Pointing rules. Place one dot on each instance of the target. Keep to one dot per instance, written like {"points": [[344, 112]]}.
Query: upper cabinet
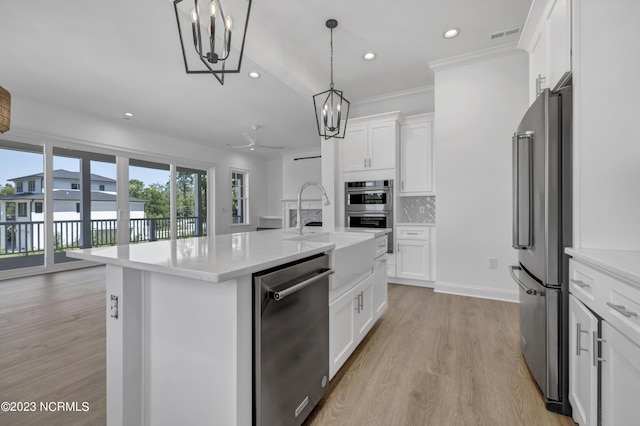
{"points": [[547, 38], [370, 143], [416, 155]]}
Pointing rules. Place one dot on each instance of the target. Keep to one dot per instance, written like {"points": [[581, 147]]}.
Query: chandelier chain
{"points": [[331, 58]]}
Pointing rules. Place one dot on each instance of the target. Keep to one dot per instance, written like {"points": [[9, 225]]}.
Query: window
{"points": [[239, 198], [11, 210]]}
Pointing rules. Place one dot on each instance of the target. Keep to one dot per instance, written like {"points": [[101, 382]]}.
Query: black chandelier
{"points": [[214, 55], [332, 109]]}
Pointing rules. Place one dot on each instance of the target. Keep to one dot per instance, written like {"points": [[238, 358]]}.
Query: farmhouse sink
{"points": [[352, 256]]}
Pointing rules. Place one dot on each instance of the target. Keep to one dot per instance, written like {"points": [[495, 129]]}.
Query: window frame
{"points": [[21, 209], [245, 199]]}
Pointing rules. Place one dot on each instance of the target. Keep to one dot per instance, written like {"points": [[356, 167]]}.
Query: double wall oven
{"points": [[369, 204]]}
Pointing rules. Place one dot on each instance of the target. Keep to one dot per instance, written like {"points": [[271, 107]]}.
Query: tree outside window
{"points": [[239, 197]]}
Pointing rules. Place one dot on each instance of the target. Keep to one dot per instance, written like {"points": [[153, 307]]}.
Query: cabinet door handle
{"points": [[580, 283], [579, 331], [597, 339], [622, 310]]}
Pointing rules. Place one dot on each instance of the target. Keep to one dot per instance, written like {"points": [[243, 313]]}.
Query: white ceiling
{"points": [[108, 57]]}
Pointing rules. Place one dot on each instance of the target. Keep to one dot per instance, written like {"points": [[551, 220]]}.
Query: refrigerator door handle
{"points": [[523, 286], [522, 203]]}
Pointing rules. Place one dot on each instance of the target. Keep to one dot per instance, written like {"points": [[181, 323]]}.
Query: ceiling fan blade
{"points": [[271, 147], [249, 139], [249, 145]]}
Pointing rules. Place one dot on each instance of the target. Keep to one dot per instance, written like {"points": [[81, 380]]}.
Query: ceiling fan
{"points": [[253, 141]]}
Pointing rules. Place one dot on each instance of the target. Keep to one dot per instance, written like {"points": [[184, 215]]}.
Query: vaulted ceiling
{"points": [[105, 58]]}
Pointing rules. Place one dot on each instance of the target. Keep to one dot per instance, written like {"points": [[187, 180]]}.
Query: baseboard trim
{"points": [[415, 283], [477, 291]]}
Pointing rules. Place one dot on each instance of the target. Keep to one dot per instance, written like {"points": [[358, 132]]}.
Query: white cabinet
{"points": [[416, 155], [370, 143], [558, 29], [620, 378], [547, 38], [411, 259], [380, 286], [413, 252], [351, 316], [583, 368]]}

● ● ● ● ● ● ●

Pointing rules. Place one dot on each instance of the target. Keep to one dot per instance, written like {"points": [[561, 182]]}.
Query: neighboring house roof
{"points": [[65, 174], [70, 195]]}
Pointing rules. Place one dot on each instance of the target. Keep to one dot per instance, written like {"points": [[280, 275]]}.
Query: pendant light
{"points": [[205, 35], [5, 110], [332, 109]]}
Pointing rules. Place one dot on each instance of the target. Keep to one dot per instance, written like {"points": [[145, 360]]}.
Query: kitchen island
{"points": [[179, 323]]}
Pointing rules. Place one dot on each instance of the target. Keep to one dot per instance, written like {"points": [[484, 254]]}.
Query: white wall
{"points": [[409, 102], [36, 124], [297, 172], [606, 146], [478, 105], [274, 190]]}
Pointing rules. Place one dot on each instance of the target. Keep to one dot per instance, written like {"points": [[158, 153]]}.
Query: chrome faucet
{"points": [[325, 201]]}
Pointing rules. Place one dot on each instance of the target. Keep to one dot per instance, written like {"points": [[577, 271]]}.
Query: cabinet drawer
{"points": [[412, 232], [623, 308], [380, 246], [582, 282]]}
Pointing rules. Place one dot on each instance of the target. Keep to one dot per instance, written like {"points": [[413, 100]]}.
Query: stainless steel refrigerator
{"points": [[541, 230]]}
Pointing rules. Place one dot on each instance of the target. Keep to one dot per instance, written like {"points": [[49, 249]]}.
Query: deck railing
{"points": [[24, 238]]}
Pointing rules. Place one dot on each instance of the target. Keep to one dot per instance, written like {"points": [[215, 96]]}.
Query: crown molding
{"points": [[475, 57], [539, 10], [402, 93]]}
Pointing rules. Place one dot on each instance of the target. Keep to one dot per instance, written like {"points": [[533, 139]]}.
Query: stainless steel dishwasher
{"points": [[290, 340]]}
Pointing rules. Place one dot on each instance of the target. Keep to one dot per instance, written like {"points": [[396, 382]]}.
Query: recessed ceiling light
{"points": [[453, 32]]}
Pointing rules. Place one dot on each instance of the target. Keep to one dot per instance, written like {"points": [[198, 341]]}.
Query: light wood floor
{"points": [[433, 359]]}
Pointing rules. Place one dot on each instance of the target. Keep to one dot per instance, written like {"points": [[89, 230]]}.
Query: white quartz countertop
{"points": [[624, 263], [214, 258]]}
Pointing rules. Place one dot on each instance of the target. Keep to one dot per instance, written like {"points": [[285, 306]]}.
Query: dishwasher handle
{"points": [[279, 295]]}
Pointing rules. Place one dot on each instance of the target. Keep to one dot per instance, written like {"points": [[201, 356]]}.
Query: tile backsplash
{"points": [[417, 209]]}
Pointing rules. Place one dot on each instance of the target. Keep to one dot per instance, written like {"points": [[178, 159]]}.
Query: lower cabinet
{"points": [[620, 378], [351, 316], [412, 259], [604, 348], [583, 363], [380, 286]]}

● ● ● ● ● ● ●

How many of the lines above contain the string "refrigerator"? Reply with the number alone.

## [Answer to this problem]
2